(Extracted data entries)

[Start]

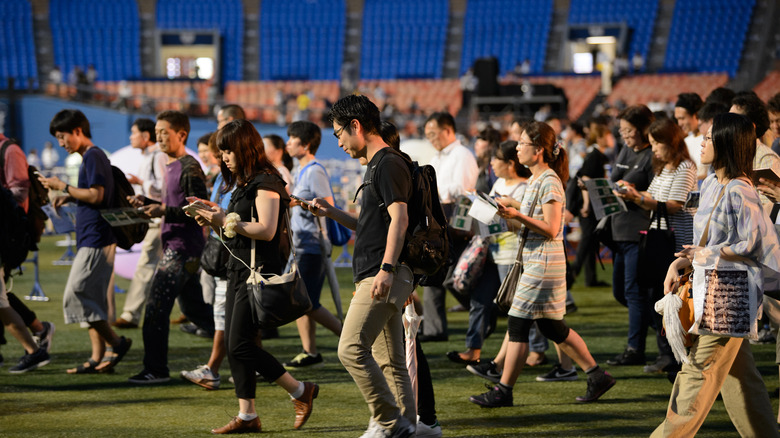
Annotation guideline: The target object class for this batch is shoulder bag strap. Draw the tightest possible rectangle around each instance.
[699,184,726,246]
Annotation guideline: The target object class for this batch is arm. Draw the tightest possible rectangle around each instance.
[310,198,357,230]
[498,200,562,239]
[371,202,409,299]
[38,176,105,207]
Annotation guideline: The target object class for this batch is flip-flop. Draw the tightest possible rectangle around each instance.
[66,357,99,374]
[447,351,479,365]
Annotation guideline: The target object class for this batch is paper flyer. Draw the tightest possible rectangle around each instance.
[100,207,151,227]
[585,178,627,220]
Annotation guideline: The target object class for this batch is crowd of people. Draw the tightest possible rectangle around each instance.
[0,84,780,437]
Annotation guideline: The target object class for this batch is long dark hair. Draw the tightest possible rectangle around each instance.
[705,113,756,179]
[216,119,281,193]
[525,122,569,189]
[494,140,531,178]
[650,119,691,175]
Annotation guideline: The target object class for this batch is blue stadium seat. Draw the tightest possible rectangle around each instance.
[360,0,449,79]
[664,0,755,76]
[0,0,38,90]
[460,0,553,75]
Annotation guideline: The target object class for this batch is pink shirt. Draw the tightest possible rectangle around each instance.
[0,134,30,212]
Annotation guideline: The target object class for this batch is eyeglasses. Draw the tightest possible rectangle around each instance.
[333,125,347,140]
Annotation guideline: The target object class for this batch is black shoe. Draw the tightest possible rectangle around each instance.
[417,335,448,342]
[179,322,214,339]
[8,348,49,374]
[607,348,647,366]
[469,385,512,408]
[466,360,501,383]
[576,371,615,403]
[447,351,479,365]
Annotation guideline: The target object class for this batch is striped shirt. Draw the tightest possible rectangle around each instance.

[End]

(Directive):
Please reproduce all of the data above word for word, leaving out the pictures.

(Output for this exercise):
Annotation guideline: The target object class for this batch is shoulder bag strap. Draw the tightest possible rectangle around each instance.
[699,184,726,246]
Annotation guideline: The target object class for this batch is arm. Draw the tightest possible rectangle around each instance.
[310,198,357,230]
[498,200,562,239]
[371,202,409,299]
[38,176,105,207]
Annotation guideline: The target object class for this batch is flip-flop. Draw the tightest possible rectangle around each instance.
[66,357,99,374]
[447,351,479,365]
Annotation guideline: The target object class for this batch is paper flyer. Draw the tightest possible rectangle around each instance.
[100,207,151,227]
[585,178,627,220]
Annotation guideline: The target object class for this batch is crowd of people. Draw the tightest possible rectangle around each instance.
[0,84,780,437]
Annotation guideline: The target object class for this batch is long dark hair. Draw the tightest possible rectangle around each instance.
[705,113,756,179]
[216,119,281,193]
[525,122,569,189]
[494,140,531,178]
[650,119,691,175]
Annotation guideline: The target object class for this batch is blue stadium seat. Draw the tightest possible rectangle around each instance.
[360,0,449,79]
[664,0,755,76]
[0,0,38,90]
[460,0,553,75]
Annotation guideline: The target object class for this batch is pink shirt. Draw the tightest possible rectangle around each instance.
[0,134,30,212]
Annotation guideline: The target object class for this batch is eyeglasses. Draw the tightest possible rectangle around each instance.
[333,125,347,140]
Annotation guideline: The target object class for this batch is black shoe. Draw the tightest possible rectangle around each instance.
[417,335,448,342]
[179,322,214,339]
[8,348,49,374]
[607,348,647,366]
[469,385,512,408]
[466,360,501,383]
[576,371,615,403]
[447,351,479,365]
Annotation guideline: The target object class for this batch is striped shirt. Draw the tightest possible rectangle around each instance.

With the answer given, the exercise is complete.